Dataset entries —
%%
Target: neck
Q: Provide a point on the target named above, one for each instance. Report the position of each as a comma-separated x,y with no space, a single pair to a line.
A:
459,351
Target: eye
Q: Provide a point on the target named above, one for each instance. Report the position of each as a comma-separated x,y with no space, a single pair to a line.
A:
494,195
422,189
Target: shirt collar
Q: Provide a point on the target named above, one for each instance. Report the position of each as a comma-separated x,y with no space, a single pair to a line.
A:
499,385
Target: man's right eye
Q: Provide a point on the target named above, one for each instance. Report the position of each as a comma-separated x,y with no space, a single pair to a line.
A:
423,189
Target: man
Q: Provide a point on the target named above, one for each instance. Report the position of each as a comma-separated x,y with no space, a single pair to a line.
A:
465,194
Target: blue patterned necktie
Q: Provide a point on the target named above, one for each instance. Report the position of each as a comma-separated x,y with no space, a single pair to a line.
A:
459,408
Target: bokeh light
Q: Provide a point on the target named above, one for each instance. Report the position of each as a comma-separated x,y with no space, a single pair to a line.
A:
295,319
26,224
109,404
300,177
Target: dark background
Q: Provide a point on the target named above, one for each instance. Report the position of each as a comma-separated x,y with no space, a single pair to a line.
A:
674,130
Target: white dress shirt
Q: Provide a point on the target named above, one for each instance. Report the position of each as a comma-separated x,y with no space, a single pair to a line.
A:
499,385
%%
What the task asks —
Write every line of the entries again, word for word.

Answer box —
Target: neck
Q: Provide a point on the target named above, one for each instance. Report the position of each as a comma-separated x,y with no space, a single pair to a line.
A:
459,351
Target: eye
Q: Provide a point on the target named above, one for each instance. Report the position of each as a comma-separated x,y with no space, a single pair to a line.
A:
494,195
422,189
Target: shirt collar
Q: Provide a point on the target named above, one for each instance. Report the position of each as a comma-separated x,y with no space, a single pair to a line.
A:
499,385
Target: man's right eye
Q: Provide a point on the target named above, one for each instance. Report the position of each as a comma-separated x,y with no space, a single pair to a line.
A:
423,189
Target: man
Q: Provide a point on the target named above, one for each instance. Report the position of each as a comma-separated x,y with no space, a single pair to a line.
A:
465,194
Target: blue patterned necktie
Q: Provide a point on the target named above, one for each instance. Report the position of each as a comma-separated x,y with no space, a single pair to a line.
A:
459,408
Target: bokeh light
Q: Provide a point on the target named above, one for each instance. Report the position of each as a comma-separated x,y with no space, a single pair to a line.
A:
295,319
26,224
109,404
300,177
Target: dark background
Q: Provide a point on the target named above, one for each instance. Report the position of each as a comma-separated x,y with no space, a single pair to a line.
A:
674,130
Target: white dress shirt
Q: Provide a point on the target named above, one for each instance. Report the position of each as a comma-separated x,y with no space, a single pair to a line.
A:
499,385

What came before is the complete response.